- Supplied records:

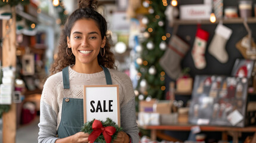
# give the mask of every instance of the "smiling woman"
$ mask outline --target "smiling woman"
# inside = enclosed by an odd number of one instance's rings
[[[71,29],[71,35],[67,37],[67,47],[72,49],[75,57],[73,69],[79,73],[84,71],[86,73],[101,71],[101,68],[98,66],[97,57],[100,49],[104,48],[106,38],[106,36],[101,38],[100,29],[94,20],[81,19],[76,21]],[[91,70],[91,67],[96,66],[98,67],[94,68],[95,70]],[[84,68],[81,69],[81,67]]]
[[[65,23],[58,57],[42,93],[38,142],[88,142],[89,133],[81,132],[84,123],[83,86],[106,84],[118,85],[117,104],[124,131],[117,133],[114,142],[139,141],[132,85],[129,76],[114,69],[114,55],[106,36],[107,23],[95,11],[97,2],[79,0],[79,8]],[[103,98],[106,94],[97,95]],[[101,104],[91,105],[95,107]],[[104,101],[103,105],[106,105]],[[112,110],[111,107],[107,108]]]

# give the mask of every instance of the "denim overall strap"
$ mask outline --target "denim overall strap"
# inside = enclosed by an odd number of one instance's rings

- Set problem:
Repeat the listing above exactly, with no pictures.

- Correct response:
# give the mask of every instance of the "smiling woman"
$ mask outline --target "smiling woman"
# inside = enclosed by an odd number of one instance's rings
[[[71,29],[71,35],[67,37],[67,47],[72,49],[75,57],[73,69],[79,73],[84,71],[86,73],[101,71],[101,68],[98,66],[97,57],[100,49],[104,48],[106,38],[106,36],[101,38],[100,29],[94,20],[81,19],[76,21]],[[91,70],[91,67],[96,66],[98,67],[94,68],[95,70]],[[84,68],[81,69],[81,67]]]
[[[65,23],[58,57],[42,93],[38,142],[88,142],[89,133],[81,132],[84,123],[83,86],[106,84],[118,85],[117,104],[124,131],[117,133],[114,142],[139,141],[132,85],[129,76],[114,69],[114,55],[106,36],[107,23],[95,11],[97,2],[79,0],[79,8]],[[103,98],[106,94],[97,95]],[[101,104],[91,105],[95,107]],[[104,101],[103,105],[106,105]],[[112,110],[111,107],[107,108]]]

# give the mask of every instance of the "denim overall strap"
$ mask outline --target "denim overall strap"
# inside = enclosed by an odd number of one instance's rings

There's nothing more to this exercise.